TEXT PASSAGE:
-=-=-
The most satisfying way to successfully conclude a battle was without fighting. Indeed, many more sieges were settled by negotiation, bribery, or forms of intimidation than open warfare. Given the huge effort involved in coordinating a siege and assembling an army, potential besiegers made at least cursory efforts to convince the garrison, the constable, or the lord of the castle to surrender peaceably.

Surrender under honorable terms was a common way out of a siege. In many cases, the besiegers allowed the defenders a period of time, ranging from a week to forty days, to decide whether or not to give in. Truces effectively delayed a full-blown assault, so that the constable could contact his lord for directions on how to handle the situation or to gain assistance at the castle. Lengthy truces could also lead to the deterioration of the attacking army, particularly when knights’ forty-day service obligations neared completion and no reinforcements showed up to replace them. If members of a beleaguered garrison knew they had enough food and drink to carry them at least forty days or had notice that relief was on its way, they knew they might survive the investment. Truces also gave the defenders time to construct their own siege engines, shore up their defenses, and build wooden hoards, or fighting platforms, on the battlements.

If the garrison refused surrender demands, the siege began with an overt act by the attackers, a symbolic sign of intent. At the siege of Rhodes in 1480, for example, Muslim forces hoisted a black flag to warn their opponents that they would attack. At times, attackers threw javelins or shot crossbow bolts at the castle gateway to signal their intentions. On occasion, siege engines hurled missiles. By the late Middle Ages, cannon fire signaled the beginning of sieges.

When a garrison refused to surrender, the balance of besieging forces would trek to the siege site, set up their encampment, and construct some basic defenses of their own not too far from the castle’s walls. Engineers would also begin erecting bulky, intimidating siege engines. Other soldiers fomented dissent in the surrounding countryside in an effort to recruit supporters and seize control of crops and other resources–assuming landowners and peasants had not already torched them. It was common for inhabitants of an area to use a’scorched earth’ policy to sabotage an impending siege. After gathering food, livestock, and other items for their own use, they intentionally burned their own lands to prevent the enemy from gaining any benefit from them. Often the resulting famine left the besiegers no alternative but to retreat.
-=-=-
GIVEN ENTRIES:
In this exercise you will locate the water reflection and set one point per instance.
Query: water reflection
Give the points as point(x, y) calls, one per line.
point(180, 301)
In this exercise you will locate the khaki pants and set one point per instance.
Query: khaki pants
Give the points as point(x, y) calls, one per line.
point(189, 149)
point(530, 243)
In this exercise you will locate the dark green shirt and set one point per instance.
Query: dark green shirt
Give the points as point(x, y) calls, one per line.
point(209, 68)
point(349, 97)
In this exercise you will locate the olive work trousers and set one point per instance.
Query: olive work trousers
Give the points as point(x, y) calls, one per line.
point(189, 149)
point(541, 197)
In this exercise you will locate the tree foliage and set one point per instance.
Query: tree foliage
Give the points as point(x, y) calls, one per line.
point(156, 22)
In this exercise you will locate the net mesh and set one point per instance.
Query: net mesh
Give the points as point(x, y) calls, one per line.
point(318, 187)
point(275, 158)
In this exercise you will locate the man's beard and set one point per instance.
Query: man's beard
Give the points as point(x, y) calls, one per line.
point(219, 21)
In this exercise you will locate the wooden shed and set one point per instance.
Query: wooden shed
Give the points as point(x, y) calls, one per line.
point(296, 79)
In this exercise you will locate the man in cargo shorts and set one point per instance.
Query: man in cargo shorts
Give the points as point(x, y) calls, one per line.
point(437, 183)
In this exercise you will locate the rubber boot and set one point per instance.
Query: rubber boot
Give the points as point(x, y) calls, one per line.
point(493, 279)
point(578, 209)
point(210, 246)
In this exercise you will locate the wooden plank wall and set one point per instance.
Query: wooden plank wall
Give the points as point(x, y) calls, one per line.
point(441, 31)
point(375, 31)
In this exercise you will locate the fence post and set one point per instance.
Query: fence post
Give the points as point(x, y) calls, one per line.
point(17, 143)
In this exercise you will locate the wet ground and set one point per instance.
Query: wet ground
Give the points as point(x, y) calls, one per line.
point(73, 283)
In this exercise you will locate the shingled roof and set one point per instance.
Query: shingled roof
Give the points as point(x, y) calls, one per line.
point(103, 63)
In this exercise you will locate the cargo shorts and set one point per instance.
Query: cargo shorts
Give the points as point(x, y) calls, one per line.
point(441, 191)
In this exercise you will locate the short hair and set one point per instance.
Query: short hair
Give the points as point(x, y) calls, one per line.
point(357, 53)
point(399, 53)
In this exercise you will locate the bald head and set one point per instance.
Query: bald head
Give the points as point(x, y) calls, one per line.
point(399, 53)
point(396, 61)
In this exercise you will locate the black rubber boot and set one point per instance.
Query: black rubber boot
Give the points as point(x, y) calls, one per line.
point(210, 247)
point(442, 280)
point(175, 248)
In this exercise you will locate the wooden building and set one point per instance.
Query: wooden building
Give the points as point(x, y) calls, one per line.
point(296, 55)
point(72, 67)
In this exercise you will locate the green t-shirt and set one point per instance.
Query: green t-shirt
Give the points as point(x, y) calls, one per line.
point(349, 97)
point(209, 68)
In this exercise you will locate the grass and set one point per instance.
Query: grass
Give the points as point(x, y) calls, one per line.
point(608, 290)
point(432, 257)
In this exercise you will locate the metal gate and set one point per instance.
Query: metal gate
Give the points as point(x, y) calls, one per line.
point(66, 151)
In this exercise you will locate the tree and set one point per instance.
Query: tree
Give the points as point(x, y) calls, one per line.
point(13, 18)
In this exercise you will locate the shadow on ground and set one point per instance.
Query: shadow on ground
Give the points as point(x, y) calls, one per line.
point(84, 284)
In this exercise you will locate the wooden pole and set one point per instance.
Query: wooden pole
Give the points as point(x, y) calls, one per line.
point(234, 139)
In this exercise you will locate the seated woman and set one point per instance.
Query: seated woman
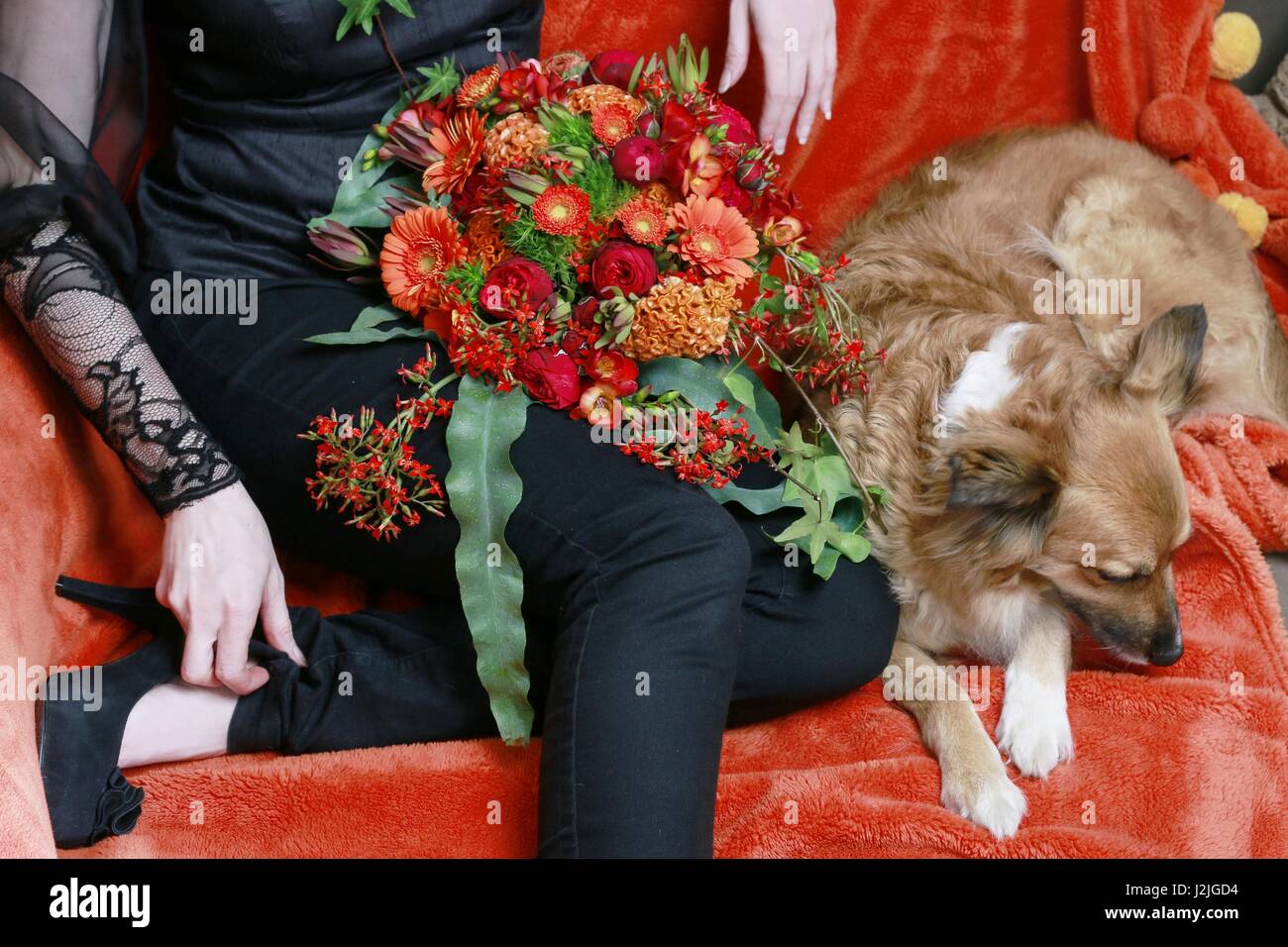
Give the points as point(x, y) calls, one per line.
point(626, 570)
-=-=-
TASK LIST:
- 1) Answer these questions using the text on medieval sieges:
(a) How long a period might besiegers allow defenders to decide whether to give in?
(b) What did Muslim forces hoist at the siege of Rhodes in 1480?
(c) Under a "scorched earth" policy, what did inhabitants do after gathering food, livestock, and other items for their own use?
- 2) Write the next part of the text on medieval sieges, picking up after its final sentence.
These entries were drawn from a source separate from the text on medieval sieges.

ANSWERS TO THE TASKS:
- 1)
(a) From a week to forty days.
(b) A black flag.
(c) They intentionally burned their own lands.

- 2)
In order to ease access to the castle, attackers might first fill the strongpoint’s surrounding dry ditch or wet moat with tree branches, gorse, heather, loose earth, or whatever else was available. Alternatively, they might sail a barge to the base of the castle’s outer, or curtain, wall. Once the ditch could be crossed or the moat forded, the initial offensive could proceed rapidly. Often relatively light, the early assault primarily featured an escalade–an attempt to scale the curtain wall by ladders. The key to an escalade was for the attackers to climb the ladders as quickly as possible, leap onto the battlements, and begin fighting the defenders. During this effort, archers, crossbowmen, and slingers outside the castle provided protective fire for their comrades while shielding themselves behind screens known as pavises. The onrush would take place at several spots along the curtain wall in hopes of splitting up the garrison, diverting attention, and gaining access at whatever point might weaken.

At the same time, the besiegers assaulted the main gate’s heavy timber doors and attempted to set afire any timber rooftops shielding castle towers. They might also begin hammering the masonry defenses with picks, iron bars, and other tools while protected inside a hide-covered timber-and-iron framework, known variously as a cat, rat, tortoise, or turtle, which had been wheeled to the castle wall. Of course, the defenders made every effort to thwart the escalade by shoving ladders away from the walls, shooting at the besiegers, and dropping stones, quicklime, or hot liquids upon them.

It took nimble, sure-footed, quick-thinking men to maneuver their weighty armor and weapons and scale the walls successfully. At the siege of Caen in 1346, Sir Edmund Springhouse slipped off a ladder and fell into the ditch. French soldiers overhead swiftly tossed flaming straw on top of the Englishman and burned him alive. During the siege of Smyrna, Turkey, also in the fourteenth century, one of the besiegers climbed halfway up a ladder. When he rested and took off his helmet to see how much farther he had to climb to reach the top, a crossbow bolt shot from the battlements hit him between the eyes, killing him.

If an escalade proved successful, the besiegers would chivalrously offer the garrison a final chance to surrender with honor or to call a temporary truce. On the other hand, when an escalade failed to make a serious dent in the defenses, the attackers intensified the onslaught. They also began constructing siegeworks or a siege castle, sometimes called a countercastle, in preparation for a prolonged conflict. Then they would man the era’s most destructive weapons–siege engines.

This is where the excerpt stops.